# PASSAGE TO READ start
Tsitsekun*: The Circassian genocide will neither be forgotten nor forgiven !

« What happened was a terrible tragedy, but it wasn’t intentional »
« …to suppress the mountain people and to obliterate disobedient. »

How many times have we listened these sayings taken from the cliche-box of the genocide denial? So
were they used also to talk apologetically about the Circassian genocide.

The indigenous peoples of Circassia; Circassians, mainly Adyghe, Ubykhs, Abkhazs, Ingush, Arshtins,
Chechens, Ossetians were ethnically cleansed from their homeland by Tsarist Russian Autocracy. The
ethnic cleansing and deportation were launched in 1864 and it was mostly completed by 1867.
The ‘unintentional’ obliteration of a ‘disobedient’ population resulted in mass murder of hundreds of
thousand civilians, burning of the villages of survived to ashes, destruction of food reserves and crops
and expulsion of the remaining population.

The collective punishment activities that took place in Circassia were scheduled, pre-planned military
actions led by the Russian autocracy. At the beginning, this kind of approach was officially expressed by
tsar Nikolay I, who wrote to General I. P. Paskevich (the Russia’s special representative in the Caucasus,
the Special Caucasian Corps Commander): “Thus, having accomplished the nice work, the new
assignment is ahead of you, in my opinion glorious as well, and in terms of its direct benefits much more
important – to suppress forever the mountain people and to obliterate disobedient”.
# PASSAGE TO READ end
# PROVIDED MATERIAL start
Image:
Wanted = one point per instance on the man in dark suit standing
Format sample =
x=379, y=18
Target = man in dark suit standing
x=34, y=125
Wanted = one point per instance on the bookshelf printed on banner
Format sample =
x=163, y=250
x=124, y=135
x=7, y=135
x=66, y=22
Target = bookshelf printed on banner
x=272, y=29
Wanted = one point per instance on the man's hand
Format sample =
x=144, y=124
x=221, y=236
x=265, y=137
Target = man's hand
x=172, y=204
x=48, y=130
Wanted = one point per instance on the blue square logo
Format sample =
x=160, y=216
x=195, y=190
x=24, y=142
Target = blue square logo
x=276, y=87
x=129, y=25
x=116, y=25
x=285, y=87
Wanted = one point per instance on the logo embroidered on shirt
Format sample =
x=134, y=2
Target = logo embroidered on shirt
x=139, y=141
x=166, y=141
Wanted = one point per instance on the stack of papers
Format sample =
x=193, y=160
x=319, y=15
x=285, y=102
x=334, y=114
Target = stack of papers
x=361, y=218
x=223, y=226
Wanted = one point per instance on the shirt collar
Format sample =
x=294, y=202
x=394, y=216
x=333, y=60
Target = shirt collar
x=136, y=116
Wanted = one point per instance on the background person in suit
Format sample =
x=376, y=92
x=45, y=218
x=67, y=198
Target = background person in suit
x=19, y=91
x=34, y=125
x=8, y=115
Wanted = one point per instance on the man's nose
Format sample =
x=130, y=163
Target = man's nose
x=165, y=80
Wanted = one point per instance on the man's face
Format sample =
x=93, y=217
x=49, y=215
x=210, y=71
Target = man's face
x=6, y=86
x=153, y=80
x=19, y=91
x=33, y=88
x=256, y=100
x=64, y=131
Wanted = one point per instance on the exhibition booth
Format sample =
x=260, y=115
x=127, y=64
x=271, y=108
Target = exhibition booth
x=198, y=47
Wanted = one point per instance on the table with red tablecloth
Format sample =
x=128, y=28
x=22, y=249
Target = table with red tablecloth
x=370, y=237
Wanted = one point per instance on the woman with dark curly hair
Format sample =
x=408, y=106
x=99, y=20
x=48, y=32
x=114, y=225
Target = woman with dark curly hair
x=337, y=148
# PROVIDED MATERIAL end
> _WHAT TO WORK ON_
1 – Repeat word for word the part of the passage on the Circassian genocide starting with "The indigenous peoples" and going on through "the remaining population.".
2 – According to the passage on the Circassian genocide, what did the obliteration of a "disobedient" population result in? List every result it names.
3 – Pick up the passage on the Circassian genocide after its last sentence and keep writing it.

> _ANSWERS PER TASK_
1 –
The indigenous peoples of Circassia; Circassians, mainly Adyghe, Ubykhs, Abkhazs, Ingush, Arshtins,
Chechens, Ossetians were ethnically cleansed from their homeland by Tsarist Russian Autocracy. The
ethnic cleansing and deportation were launched in 1864 and it was mostly completed by 1867.
The ‘unintentional’ obliteration of a ‘disobedient’ population resulted in mass murder of hundreds of
thousand civilians, burning of the villages of survived to ashes, destruction of food reserves and crops
and expulsion of the remaining population.

2 –
- Mass murder of hundreds of thousands of civilians
- Burning of the survivors' villages to ashes
- Destruction of food reserves and crops
- Expulsion of the remaining population

3 –
Emperor Alexander’s Minister of War, Dmitri Milyutin, executed the plan to expel the Circassians to the
Ottoman Empire. According to Milyutin, the removal of the Circassians would open up farmland for
Christian settlers and “cleanse the land of hostile elements.”

According to the official russian documents more than 400,000 Circassians were killed, 497,000 were
forced to flee abroad to Anatolia and only 80,000 were left alive in their native area. Actually only 10% of
Circassians could stay in their historic homeland, the rest 90 % of the people are distributed in the rest of
the world in the following manner: Turkey – 5 000 000, Germany – 100 000, Jordan – 100 000, Syria –
100 000, France – 15 000, the USA – 5 000, Israel -5 000 and the Netherlands – 3000.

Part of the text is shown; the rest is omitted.